Written exercise: Count the lines in the records below that contain the string "shaped", and reply with the number alone.

Given data:
########################################

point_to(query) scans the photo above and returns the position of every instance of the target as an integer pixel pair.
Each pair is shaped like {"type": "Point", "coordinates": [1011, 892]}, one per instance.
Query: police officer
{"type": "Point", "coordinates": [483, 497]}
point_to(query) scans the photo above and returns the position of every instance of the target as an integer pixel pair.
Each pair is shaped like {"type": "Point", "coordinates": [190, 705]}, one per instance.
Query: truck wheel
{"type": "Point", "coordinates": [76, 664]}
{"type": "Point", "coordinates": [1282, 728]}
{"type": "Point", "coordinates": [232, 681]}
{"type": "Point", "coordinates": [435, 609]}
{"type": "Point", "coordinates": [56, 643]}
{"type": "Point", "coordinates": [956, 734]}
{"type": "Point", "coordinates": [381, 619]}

########################################

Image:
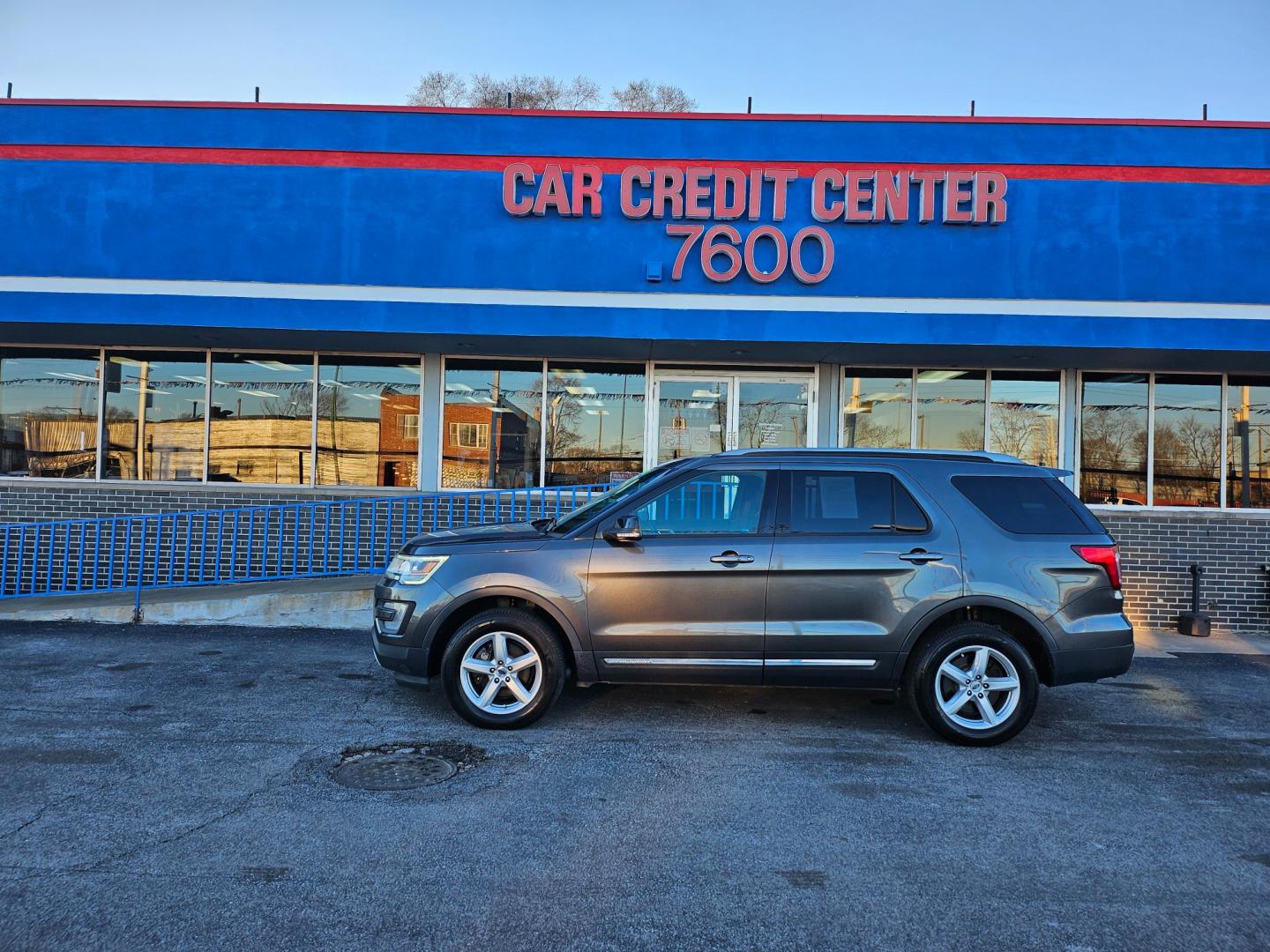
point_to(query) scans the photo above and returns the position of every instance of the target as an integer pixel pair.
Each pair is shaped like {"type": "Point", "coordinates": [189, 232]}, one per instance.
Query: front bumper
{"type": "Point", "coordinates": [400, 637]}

########################################

Solution to the problem: 3